**Work instruction**
Your answer should be the full set of records, printed exactly as they stand.

(Natural language region descriptions)
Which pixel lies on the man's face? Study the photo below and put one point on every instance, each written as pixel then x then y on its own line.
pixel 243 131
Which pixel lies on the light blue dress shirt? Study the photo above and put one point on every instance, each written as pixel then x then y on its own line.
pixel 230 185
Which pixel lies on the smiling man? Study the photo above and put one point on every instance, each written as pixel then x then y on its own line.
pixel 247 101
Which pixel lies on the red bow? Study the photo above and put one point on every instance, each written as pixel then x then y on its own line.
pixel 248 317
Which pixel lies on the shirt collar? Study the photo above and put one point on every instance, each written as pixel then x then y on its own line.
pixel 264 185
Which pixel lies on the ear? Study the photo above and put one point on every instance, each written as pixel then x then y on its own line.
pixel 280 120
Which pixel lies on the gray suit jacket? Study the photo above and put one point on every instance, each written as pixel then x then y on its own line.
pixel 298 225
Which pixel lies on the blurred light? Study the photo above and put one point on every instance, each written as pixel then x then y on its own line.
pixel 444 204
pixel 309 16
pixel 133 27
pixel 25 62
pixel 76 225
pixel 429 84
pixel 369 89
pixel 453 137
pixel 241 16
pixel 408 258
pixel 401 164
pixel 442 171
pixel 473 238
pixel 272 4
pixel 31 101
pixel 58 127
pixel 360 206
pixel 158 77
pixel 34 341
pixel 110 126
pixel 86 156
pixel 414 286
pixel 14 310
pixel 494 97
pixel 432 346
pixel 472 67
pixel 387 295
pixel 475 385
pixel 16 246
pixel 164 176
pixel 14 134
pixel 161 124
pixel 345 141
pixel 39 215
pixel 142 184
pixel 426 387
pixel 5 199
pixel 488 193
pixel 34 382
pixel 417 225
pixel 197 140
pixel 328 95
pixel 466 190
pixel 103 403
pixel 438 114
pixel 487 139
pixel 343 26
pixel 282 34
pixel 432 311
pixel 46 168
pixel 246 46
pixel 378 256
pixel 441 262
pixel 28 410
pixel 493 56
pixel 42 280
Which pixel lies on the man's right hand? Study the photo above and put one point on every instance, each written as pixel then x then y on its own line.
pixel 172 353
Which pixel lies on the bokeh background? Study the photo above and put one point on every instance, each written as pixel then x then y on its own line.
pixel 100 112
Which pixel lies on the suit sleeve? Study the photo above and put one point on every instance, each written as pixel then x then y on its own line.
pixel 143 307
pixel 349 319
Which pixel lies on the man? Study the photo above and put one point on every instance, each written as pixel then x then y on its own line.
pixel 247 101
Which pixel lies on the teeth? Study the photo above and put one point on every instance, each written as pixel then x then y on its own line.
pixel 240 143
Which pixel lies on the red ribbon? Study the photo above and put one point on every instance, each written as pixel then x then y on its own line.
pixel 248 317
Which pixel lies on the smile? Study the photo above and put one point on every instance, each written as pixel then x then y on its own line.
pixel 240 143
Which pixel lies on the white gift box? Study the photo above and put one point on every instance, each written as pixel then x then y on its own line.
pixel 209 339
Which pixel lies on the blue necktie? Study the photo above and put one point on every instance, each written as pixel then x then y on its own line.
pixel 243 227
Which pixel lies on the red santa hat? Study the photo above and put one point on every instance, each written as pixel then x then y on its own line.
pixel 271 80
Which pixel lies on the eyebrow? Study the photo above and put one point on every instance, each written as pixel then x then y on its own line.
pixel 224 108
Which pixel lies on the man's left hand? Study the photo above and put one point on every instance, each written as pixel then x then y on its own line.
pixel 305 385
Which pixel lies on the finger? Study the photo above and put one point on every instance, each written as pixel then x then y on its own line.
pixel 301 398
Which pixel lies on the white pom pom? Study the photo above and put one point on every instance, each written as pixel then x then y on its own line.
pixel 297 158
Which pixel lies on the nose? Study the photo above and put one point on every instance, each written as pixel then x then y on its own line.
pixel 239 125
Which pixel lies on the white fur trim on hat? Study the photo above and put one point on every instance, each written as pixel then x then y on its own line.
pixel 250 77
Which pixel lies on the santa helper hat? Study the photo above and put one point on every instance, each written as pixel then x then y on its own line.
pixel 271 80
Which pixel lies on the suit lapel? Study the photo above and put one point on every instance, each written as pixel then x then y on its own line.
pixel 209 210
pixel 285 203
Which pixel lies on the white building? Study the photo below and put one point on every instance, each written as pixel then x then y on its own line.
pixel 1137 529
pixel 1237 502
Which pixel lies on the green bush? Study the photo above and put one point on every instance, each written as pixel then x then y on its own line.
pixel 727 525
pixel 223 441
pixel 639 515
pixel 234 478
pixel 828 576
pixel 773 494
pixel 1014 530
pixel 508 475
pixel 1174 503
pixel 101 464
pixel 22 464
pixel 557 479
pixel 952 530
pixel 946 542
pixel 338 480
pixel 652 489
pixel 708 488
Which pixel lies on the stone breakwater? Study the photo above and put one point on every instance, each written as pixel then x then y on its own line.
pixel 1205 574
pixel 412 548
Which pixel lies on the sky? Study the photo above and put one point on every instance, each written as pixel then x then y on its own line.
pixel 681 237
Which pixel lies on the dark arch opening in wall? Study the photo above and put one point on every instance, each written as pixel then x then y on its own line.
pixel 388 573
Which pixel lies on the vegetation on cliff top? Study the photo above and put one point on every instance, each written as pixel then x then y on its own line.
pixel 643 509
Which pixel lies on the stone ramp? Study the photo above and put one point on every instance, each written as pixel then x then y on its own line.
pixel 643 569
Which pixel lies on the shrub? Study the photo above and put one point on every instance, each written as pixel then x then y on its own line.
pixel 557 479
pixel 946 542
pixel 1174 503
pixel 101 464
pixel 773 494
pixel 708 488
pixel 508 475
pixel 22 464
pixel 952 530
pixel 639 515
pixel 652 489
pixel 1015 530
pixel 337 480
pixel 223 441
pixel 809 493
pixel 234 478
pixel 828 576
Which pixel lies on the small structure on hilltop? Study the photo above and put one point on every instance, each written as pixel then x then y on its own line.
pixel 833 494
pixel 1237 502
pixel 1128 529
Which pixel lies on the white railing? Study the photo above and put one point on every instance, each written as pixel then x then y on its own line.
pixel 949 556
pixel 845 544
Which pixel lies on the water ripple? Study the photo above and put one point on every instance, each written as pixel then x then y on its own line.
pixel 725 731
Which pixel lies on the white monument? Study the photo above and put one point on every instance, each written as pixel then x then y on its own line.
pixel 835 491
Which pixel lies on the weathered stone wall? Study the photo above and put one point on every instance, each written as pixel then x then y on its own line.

**Solution for this task**
Which pixel lies on the man's face? Study the photo below and put one point on every instance, each written as pixel then x then y on its own line.
pixel 243 131
Which pixel lies on the light blue dress shirt? Study the photo above and put one point on every instance, each written as pixel then x then y on its own line.
pixel 230 185
Which pixel lies on the smiling man? Study the photo above and put one point on every instance, each written as pixel then x then y on its own line.
pixel 247 101
Which pixel lies on the red bow? Study the photo above and put one point on every instance, each written as pixel then x then y on its own line.
pixel 248 317
Which pixel lies on the shirt collar? Study the photo above and put one point on every instance, each written as pixel then x then y on its own line.
pixel 264 185
Which pixel lies on the ear? Study the photo above and put one point on every instance, each written as pixel then x then y on its own line.
pixel 280 120
Which pixel lies on the gray suit jacket? Study the photo above and put one point on every instance, each written as pixel then x then y on its own line.
pixel 298 225
Which pixel lies on the blurred light? Study the photo above and put one point on every instance, each written as pixel then x then y on its own line.
pixel 444 204
pixel 309 16
pixel 133 27
pixel 25 62
pixel 76 225
pixel 429 84
pixel 369 89
pixel 453 137
pixel 241 16
pixel 408 258
pixel 401 164
pixel 442 171
pixel 473 238
pixel 272 4
pixel 31 101
pixel 58 127
pixel 360 206
pixel 158 77
pixel 34 341
pixel 110 126
pixel 86 156
pixel 414 286
pixel 14 310
pixel 494 97
pixel 432 346
pixel 472 67
pixel 387 295
pixel 475 385
pixel 16 246
pixel 164 176
pixel 14 134
pixel 161 124
pixel 345 141
pixel 39 215
pixel 142 184
pixel 426 387
pixel 5 199
pixel 488 193
pixel 34 382
pixel 417 225
pixel 197 140
pixel 328 95
pixel 466 190
pixel 103 403
pixel 438 114
pixel 487 139
pixel 343 26
pixel 282 34
pixel 432 311
pixel 46 168
pixel 246 46
pixel 378 256
pixel 441 262
pixel 28 410
pixel 493 56
pixel 42 280
Which pixel lies on the man's right hand? Study the photo above and put one point on every instance, each written as pixel then x then y on its own line.
pixel 172 353
Which pixel lies on the bokeh background? Study the photo above and put one point on every instance, each written as pixel then x then y on its own line.
pixel 100 112
Which pixel lies on the suit sleeve? Study the photo above and put one point on every instance, each written as pixel then x then y on its own line.
pixel 143 307
pixel 349 319
Which pixel lies on the man? Study the photo above and put one point on every instance, each written as pixel then x then y on its own line.
pixel 247 101
Which pixel lies on the teeth? Study the photo above and put one point on every instance, each written as pixel then x then y on its own line.
pixel 240 143
Which pixel lies on the red ribbon? Study the photo above and put one point on every instance, each written as pixel then x then y on its own line.
pixel 248 317
Which pixel lies on the smile? Study the photo above and put one point on every instance, each written as pixel then x then y on its own line.
pixel 240 143
Which pixel lies on the white gift box? Study the photo above and put one point on every instance, each written as pixel then x then y on its own line.
pixel 209 339
Which pixel lies on the blue necktie? Study the photo above and put one point on every instance, each written as pixel then x then y on its own line.
pixel 243 227
Which pixel lies on the red santa hat? Study the photo above and put one point on every instance, each written as pixel then x then y on its own line.
pixel 271 80
Which pixel lies on the eyebrow? Study the photo above and put one point on every instance, each written as pixel then x then y on its own line.
pixel 224 108
Which pixel lies on the man's left hand? Study the photo above and put one point on every instance, each written as pixel then x then y on its own line.
pixel 305 385
Which pixel lies on the finger? Study the photo above and put one point on every instance, each written as pixel then x then y on its own line.
pixel 301 398
Which pixel lies on the white pom pom? Study the photo above and put one point on every instance, each written as pixel then x then y on its own line.
pixel 297 158
Which pixel lies on the nose? Study the photo above and put one point on every instance, each written as pixel then x then y on its own line.
pixel 239 125
Which pixel lies on the white fur trim on hat? Study the photo above and put one point on every instance, each written as pixel then x then y on its own line.
pixel 250 77
Which pixel lies on the santa helper hat? Study the photo above and put one point on every instance, each written as pixel then x then y on its own line.
pixel 271 80
Which pixel lies on the suit lapel? Study the photo above and put one point on every instance, each written as pixel then x then y on its own line.
pixel 209 210
pixel 285 203
Which pixel lies on the white building? Study the photo below and put one point on every instance, each written as pixel then x then y on its own line.
pixel 1137 529
pixel 1237 502
Which pixel lies on the green bush? Study the photo above and put one point on every instance, each written as pixel then x then y on its own line.
pixel 727 525
pixel 223 441
pixel 639 515
pixel 234 478
pixel 828 576
pixel 773 494
pixel 1014 530
pixel 508 475
pixel 1174 503
pixel 101 464
pixel 22 464
pixel 557 479
pixel 952 530
pixel 946 542
pixel 338 480
pixel 652 489
pixel 708 488
Which pixel lies on the stone breakwater? Study the photo above and put one point on every instance, each written as pixel then x then y on its own line.
pixel 1205 574
pixel 412 548
Which pixel lies on the sky? Study the photo above and put one point on every instance, each written as pixel then x then y on its own line.
pixel 681 237
Which pixel lies on the dark arch opening in wall? Study the photo above and put one point on every instance, each written as pixel then x then y on its own line.
pixel 388 573
Which pixel lies on the vegetation on cliff top? Study the photo above and put one point on every instance, each written as pixel then x then y on its own line.
pixel 643 509
Which pixel lies on the stone ramp? Study the photo above and put one point on every instance, each written as pixel then x then y on its own line.
pixel 643 569
Which pixel lies on the shrub? Study the photo above and put one point on every instance, each written as pixel then x then y on its own line.
pixel 557 479
pixel 946 542
pixel 1174 503
pixel 101 464
pixel 773 494
pixel 708 488
pixel 508 475
pixel 22 464
pixel 952 530
pixel 639 515
pixel 652 489
pixel 1015 530
pixel 337 480
pixel 223 441
pixel 809 493
pixel 234 478
pixel 828 576
Which pixel lies on the small structure on hilltop? Study the photo above and put one point on every instance, each written as pixel then x then y on its own line.
pixel 833 494
pixel 1237 502
pixel 1128 529
Which pixel lies on the white railing? Study the photo above and put one point on every instance, each written as pixel then x then y on its own line.
pixel 949 556
pixel 845 544
Which pixel lies on the water ripple? Study the photo above and put one point on every instance, each written as pixel then x then y on its own line.
pixel 725 731
Which pixel lies on the white monument? Study the photo above and put one point on every instance, each written as pixel then x then y on its own line.
pixel 835 491
Which pixel lies on the weathered stone wall? Study the photo above and put one point on every instance, each written as pixel then x then y on its own line.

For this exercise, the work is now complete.